WHAT YOU WILL DO:
Rewrite everything from "Tips to Minimize" down to "way to finish." in the text about texting and emailing about patients, swapping "courtroom" for "jury box".

EXCERPT TO READ:
The first email was sent in 1971, the first text message in 1992, and people sharing their thoughts have not paused since. Those novelties are now commonplace to virtually everyone, including physicians and other health care providers communicating about patients—and sometimes about adverse events. Because they are ubiquitous and seemingly ethereal, it’s easy—especially for less-experienced physicians—to forget that emails and (some) texts are part of the medical record, including some messages that could one day be excerpted and projected during a medical malpractice trial.
In the investigation of a medical professional liability (MPL) claim or lawsuit, emails or texts sent to a colleague, or the patient, may be subject to legal discovery. And if a colleague who was also involved in that patient’s care responded in a way that the plaintiff considers relevant, that colleague can be called as a witness or added to the case.
Even when a message does not directly reference substandard care, it can raise questions about professionalism, discrimination, chronic problems (“that’s the third time this month”) and other red flags. Of course, cringeworthy comments about a patient or colleague or equipment can render otherwise defensible MPL cases indefensible. But what most health care professionals need to be most wary of are more ambiguous comments that could be interpreted as damning by jurors pointed in that direction by a plaintiff’s attorney. Perception trumps intent.
An MPL proverb, “If it wasn’t documented, it wasn’t done,” speaks to the need for appropriate documentation of the patient’s care. Today it is equally fair to say that, if it was texted or emailed without thinking about how a third party might interpret it, then it should not have been sent. Indeed clinicians should assume that anything they write (with fingers or thumbs) about a patient will be read, and may be read in an unconsidered context.
Tips to Minimize Liability When Texting and Emailing About Patients
Against the backdrop of all patient encounters—and all patient-related communication—MPL cases are rare. Ruing a couple of prickly texts from three years ago probably isn’t worthwhile. But thinking about potential consequences of what you say in your email or text from today forward, could save you unnecessary hassles.
Advice is only helpful if we can recall it when most needed. If you’re sending a text in a fit of annoyance, under the stress of too much juggling, in the distraught aftermath of an adverse event, it is unlikely you will have a list of tips at hand or in mind. Making tips a habit is a good start, but perhaps forcing yourself to pause every time before you hit SEND, and consider how your words will look projected in a courtroom, is the best way to finish.

STUDY MATERIAL:
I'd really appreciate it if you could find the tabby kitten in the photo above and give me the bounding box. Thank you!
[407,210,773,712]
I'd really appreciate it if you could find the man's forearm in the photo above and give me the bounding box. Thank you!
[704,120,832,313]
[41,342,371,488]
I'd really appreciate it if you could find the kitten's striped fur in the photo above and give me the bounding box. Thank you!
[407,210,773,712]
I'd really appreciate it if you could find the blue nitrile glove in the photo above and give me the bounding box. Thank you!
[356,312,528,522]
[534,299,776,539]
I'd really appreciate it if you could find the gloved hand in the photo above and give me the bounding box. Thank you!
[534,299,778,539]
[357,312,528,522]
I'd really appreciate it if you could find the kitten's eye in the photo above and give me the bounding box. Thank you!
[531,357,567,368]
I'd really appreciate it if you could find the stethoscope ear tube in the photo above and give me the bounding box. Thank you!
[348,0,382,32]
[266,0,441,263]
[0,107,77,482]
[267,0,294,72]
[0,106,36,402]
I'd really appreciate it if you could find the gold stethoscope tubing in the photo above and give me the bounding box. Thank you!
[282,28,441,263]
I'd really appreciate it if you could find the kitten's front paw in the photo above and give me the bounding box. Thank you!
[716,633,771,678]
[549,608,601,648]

---

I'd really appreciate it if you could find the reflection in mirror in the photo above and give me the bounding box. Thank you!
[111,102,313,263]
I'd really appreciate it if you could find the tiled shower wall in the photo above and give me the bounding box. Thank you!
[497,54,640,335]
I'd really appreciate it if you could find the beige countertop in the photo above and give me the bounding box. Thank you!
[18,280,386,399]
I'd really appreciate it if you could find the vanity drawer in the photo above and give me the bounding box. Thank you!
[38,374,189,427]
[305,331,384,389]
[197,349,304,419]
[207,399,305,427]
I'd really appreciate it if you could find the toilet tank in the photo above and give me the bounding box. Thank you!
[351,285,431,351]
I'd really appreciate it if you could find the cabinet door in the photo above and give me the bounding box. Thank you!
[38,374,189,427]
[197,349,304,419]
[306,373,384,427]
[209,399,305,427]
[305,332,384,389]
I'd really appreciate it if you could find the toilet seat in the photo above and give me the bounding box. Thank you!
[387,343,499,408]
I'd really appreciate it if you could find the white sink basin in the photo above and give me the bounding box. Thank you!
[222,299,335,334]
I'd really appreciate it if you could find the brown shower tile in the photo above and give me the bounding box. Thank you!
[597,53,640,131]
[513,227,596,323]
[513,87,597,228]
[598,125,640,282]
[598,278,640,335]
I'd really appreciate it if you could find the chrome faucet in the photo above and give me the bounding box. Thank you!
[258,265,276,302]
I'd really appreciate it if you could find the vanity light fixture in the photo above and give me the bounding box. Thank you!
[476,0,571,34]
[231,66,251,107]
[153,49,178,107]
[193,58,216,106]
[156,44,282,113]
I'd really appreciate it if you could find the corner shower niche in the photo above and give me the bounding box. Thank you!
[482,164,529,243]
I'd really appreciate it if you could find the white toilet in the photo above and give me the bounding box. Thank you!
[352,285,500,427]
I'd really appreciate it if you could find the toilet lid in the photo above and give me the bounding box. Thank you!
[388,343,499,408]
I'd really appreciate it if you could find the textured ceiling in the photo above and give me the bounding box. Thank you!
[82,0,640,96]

OUTPUT FOR THIS EXERCISE:
Tips to Minimize Liability When Texting and Emailing About Patients
Against the backdrop of all patient encounters—and all patient-related communication—MPL cases are rare. Ruing a couple of prickly texts from three years ago probably isn’t worthwhile. But thinking about potential consequences of what you say in your email or text from today forward, could save you unnecessary hassles.
Advice is only helpful if we can recall it when most needed. If you’re sending a text in a fit of annoyance, under the stress of too much juggling, in the distraught aftermath of an adverse event, it is unlikely you will have a list of tips at hand or in mind. Making tips a habit is a good start, but perhaps forcing yourself to pause every time before you hit SEND, and consider how your words will look projected in a jury box, is the best way to finish.